▶ **Instruction**: Quote, without any change, the line that contains "Tag every instance of the front windshield" and all lines that follow it to the end of the data below.
:: Data supplied ::
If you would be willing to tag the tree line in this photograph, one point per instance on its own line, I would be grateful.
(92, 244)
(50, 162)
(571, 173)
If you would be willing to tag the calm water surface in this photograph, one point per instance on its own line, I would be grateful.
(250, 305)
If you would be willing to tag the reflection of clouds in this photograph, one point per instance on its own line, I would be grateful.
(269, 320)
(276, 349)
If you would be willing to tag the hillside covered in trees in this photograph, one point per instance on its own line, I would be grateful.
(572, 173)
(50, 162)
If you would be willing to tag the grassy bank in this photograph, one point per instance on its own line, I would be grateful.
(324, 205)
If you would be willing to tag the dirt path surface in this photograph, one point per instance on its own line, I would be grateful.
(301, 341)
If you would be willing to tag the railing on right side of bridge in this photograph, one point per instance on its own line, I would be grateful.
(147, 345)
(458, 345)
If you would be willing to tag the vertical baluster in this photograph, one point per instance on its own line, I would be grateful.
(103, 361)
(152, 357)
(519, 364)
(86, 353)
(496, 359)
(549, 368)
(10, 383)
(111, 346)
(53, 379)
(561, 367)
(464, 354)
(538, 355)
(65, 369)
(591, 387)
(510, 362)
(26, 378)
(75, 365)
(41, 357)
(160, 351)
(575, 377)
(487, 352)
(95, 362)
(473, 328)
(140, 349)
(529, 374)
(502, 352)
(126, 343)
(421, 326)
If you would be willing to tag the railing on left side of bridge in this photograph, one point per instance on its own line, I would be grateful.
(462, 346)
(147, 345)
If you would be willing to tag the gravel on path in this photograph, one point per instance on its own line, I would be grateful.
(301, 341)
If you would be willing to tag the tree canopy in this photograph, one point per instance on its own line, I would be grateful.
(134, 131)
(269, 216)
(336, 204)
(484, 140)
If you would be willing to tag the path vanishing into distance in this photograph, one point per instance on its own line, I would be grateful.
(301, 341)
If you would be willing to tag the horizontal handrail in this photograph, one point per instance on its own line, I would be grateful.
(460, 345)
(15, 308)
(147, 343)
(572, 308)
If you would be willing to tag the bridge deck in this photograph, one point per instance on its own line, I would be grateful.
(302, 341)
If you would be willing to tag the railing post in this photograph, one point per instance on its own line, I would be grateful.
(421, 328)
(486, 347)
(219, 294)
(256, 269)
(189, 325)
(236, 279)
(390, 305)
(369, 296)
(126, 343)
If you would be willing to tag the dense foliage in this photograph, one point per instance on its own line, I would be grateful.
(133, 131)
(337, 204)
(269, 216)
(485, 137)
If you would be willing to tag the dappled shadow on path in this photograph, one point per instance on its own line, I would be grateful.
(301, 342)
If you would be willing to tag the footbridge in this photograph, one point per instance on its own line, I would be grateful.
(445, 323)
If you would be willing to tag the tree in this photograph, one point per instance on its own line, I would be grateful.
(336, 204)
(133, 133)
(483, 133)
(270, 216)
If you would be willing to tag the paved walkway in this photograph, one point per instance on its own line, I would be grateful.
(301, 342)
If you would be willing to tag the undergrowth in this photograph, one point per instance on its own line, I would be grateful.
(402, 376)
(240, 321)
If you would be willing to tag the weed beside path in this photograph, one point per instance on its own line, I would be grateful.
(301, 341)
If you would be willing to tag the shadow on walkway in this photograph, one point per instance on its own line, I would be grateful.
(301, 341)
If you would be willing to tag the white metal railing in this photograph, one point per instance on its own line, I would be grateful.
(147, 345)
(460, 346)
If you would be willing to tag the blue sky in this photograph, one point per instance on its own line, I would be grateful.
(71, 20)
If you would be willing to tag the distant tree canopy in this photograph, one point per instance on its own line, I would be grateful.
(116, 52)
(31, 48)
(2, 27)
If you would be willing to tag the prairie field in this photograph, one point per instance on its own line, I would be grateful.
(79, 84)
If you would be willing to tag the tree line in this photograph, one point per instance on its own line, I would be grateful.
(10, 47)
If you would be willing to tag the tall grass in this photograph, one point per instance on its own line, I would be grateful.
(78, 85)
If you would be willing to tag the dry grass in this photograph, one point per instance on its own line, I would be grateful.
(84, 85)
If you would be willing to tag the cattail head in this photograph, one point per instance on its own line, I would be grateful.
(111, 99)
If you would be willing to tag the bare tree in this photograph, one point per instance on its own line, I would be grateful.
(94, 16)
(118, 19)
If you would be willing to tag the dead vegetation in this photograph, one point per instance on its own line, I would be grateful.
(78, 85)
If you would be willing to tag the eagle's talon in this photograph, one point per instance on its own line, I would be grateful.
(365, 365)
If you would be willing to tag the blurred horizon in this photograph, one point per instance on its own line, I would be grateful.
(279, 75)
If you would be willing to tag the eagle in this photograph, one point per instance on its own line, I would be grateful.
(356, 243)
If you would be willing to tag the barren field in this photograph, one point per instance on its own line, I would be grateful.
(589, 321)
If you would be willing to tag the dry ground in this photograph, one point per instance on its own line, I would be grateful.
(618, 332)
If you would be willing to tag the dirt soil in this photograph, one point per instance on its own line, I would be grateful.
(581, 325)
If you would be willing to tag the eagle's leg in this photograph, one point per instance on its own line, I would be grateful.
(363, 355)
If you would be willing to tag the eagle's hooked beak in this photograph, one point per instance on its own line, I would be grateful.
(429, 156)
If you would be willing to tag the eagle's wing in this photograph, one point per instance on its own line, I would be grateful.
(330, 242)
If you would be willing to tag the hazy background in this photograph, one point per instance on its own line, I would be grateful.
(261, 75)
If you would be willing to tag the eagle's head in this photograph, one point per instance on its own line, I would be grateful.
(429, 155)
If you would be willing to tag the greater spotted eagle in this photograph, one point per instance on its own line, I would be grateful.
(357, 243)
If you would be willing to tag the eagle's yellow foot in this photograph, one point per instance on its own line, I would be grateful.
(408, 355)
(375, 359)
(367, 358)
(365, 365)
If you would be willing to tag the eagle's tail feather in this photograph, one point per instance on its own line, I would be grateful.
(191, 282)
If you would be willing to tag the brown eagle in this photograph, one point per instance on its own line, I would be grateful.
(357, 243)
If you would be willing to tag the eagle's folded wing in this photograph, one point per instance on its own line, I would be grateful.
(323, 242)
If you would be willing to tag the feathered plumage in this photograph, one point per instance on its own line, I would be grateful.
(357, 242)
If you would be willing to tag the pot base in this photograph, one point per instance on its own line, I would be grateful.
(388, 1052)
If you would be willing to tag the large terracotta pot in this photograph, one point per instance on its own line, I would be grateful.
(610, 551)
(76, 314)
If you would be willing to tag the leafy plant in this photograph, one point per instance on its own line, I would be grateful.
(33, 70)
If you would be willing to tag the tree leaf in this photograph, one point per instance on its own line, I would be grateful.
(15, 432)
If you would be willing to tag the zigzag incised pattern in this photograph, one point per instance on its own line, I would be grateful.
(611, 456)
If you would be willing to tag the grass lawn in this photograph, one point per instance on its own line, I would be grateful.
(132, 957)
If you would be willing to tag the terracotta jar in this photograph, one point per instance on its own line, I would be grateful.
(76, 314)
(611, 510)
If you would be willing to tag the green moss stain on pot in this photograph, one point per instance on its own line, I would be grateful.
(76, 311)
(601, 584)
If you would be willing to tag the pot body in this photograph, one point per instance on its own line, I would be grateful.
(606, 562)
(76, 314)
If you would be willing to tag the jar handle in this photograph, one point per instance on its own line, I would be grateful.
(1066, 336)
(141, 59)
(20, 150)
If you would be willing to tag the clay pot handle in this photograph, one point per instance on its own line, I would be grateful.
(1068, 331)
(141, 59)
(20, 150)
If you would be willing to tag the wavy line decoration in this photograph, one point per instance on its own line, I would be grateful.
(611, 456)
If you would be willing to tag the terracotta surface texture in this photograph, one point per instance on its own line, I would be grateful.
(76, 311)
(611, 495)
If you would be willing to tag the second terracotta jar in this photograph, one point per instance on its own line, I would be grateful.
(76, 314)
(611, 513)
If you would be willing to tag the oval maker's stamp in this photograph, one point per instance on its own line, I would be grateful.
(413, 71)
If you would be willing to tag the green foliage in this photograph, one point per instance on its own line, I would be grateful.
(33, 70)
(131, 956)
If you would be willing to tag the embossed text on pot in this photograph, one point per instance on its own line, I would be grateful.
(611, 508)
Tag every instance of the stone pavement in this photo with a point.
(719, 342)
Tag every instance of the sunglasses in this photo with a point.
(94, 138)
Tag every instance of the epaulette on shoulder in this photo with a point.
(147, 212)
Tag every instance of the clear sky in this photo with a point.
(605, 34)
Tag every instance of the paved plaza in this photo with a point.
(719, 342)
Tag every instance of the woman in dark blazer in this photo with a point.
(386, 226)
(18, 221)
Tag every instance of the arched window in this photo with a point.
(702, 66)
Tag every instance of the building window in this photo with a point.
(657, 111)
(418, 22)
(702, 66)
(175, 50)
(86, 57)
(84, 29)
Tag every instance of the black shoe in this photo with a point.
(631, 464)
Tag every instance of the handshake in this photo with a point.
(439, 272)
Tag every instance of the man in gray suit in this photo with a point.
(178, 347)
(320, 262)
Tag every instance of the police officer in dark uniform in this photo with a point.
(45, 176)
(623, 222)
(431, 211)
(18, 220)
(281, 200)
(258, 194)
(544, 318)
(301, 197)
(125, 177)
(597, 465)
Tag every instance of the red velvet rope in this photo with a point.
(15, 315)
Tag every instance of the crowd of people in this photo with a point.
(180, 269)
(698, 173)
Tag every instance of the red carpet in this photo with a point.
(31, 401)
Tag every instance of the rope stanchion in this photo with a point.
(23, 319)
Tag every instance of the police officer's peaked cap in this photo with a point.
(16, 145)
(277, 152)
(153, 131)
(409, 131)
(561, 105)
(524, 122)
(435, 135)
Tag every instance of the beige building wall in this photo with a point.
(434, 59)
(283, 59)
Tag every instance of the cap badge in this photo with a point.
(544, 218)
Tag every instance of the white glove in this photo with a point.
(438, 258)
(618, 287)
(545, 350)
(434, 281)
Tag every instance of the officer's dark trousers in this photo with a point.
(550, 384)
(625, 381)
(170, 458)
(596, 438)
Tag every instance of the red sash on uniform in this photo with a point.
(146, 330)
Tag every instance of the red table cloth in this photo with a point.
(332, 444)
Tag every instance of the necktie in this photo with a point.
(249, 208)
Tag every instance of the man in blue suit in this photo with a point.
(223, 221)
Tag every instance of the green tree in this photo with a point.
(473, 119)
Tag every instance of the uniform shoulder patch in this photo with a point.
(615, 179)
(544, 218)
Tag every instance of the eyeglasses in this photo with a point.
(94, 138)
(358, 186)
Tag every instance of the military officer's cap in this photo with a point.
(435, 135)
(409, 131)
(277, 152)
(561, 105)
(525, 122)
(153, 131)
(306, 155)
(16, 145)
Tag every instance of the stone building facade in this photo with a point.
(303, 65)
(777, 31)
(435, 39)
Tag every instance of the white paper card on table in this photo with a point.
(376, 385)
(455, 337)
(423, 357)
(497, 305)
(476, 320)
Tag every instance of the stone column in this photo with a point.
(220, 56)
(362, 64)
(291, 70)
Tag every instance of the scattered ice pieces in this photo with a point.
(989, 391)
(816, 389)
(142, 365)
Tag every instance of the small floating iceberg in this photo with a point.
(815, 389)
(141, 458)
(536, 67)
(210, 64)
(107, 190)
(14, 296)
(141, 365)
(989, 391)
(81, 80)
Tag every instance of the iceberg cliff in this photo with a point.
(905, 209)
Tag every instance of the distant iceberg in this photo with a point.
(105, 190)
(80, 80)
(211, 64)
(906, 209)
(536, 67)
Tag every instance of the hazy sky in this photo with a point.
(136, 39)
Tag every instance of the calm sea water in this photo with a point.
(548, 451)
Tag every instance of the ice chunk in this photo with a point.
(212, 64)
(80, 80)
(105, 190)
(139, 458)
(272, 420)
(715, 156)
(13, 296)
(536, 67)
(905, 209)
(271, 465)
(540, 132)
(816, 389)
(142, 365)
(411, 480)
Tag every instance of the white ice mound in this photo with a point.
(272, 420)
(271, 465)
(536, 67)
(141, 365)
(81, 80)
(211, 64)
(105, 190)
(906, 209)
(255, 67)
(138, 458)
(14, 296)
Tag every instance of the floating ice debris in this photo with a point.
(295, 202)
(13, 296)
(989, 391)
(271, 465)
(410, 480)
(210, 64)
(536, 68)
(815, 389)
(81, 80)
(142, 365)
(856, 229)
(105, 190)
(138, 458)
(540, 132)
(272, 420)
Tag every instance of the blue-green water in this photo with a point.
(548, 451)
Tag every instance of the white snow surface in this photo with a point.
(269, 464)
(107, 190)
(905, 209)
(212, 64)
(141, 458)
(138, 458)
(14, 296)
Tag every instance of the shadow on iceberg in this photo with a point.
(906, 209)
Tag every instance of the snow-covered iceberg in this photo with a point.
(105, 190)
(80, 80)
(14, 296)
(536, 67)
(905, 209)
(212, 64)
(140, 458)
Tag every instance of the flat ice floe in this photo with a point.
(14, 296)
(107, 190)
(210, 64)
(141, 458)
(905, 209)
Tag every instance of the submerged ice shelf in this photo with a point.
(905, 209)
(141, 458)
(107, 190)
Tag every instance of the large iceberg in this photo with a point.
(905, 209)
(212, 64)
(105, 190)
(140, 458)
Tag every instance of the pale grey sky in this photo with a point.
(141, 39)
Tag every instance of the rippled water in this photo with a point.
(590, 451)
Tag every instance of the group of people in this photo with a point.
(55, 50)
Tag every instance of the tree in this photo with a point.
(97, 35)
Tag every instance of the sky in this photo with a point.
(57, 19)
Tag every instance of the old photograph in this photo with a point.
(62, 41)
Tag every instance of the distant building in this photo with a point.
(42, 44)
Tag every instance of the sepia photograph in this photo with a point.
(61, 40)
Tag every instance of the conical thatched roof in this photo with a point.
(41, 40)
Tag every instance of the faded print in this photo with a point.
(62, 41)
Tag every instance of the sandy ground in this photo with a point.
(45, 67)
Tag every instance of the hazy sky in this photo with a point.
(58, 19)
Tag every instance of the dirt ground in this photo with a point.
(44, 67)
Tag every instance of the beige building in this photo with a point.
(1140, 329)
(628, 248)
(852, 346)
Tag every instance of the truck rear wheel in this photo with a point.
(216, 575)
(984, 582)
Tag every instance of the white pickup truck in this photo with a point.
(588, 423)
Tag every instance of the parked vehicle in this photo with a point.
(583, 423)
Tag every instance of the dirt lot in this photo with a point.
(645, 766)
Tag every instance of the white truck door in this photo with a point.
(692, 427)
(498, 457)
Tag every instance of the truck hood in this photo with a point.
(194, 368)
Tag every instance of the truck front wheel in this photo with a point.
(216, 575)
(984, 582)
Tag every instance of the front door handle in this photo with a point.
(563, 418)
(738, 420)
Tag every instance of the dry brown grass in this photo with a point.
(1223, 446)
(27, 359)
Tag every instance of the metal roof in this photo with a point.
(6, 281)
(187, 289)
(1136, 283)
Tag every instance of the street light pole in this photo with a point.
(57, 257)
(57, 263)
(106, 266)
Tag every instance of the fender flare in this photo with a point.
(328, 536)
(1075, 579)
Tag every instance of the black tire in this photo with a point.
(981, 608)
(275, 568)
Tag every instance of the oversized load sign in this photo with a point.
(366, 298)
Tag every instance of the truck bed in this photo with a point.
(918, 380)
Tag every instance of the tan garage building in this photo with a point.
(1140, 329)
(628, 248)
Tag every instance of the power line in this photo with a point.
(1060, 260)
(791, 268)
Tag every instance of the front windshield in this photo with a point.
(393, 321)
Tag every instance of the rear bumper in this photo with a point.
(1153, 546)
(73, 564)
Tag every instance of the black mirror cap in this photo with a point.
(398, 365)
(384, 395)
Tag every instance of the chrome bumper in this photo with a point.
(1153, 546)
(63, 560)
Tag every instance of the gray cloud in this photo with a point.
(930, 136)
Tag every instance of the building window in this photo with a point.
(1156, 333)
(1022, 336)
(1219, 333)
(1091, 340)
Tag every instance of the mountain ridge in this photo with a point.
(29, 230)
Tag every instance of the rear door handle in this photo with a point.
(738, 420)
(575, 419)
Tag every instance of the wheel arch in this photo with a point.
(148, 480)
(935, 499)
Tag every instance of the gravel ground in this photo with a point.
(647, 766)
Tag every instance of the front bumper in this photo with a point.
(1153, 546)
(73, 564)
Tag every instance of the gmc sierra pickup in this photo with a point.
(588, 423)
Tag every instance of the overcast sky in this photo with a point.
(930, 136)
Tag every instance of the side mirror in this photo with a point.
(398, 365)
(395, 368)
:::
▶ **Exercise response**:
Tag every instance of the front windshield in this photo with a point.
(393, 321)
Tag every instance of the rear bumper in this photo with a point.
(1153, 546)
(73, 564)
Tag every instance of the black mirror cap in this photo with a point.
(398, 365)
(384, 395)
Tag every instance of the chrome bumper in this photo with a point.
(1153, 546)
(63, 560)
Tag every instance of the gray cloud in this photo with a point.
(930, 136)
Tag every instance of the building window in this photo with a point.
(1156, 333)
(1022, 336)
(1219, 333)
(1091, 340)
Tag every instance of the mountain ridge in this photo with a point.
(29, 230)
Tag every instance of the rear door handle in this photo with a point.
(738, 420)
(575, 419)
Tag every instance of the wheel arch in this photo with a point.
(148, 480)
(935, 499)
Tag every instance of the gravel ground in this photo with a point.
(647, 766)
Tag every instance of the front bumper in this photo with a point.
(1153, 546)
(73, 564)
Tag every instance of the gmc sierra pickup in this photo with a point.
(588, 423)
Tag every instance of the overcast sky in this photo with a point.
(930, 136)
Tag every instance of the side mirror in this photo with a point.
(398, 365)
(395, 368)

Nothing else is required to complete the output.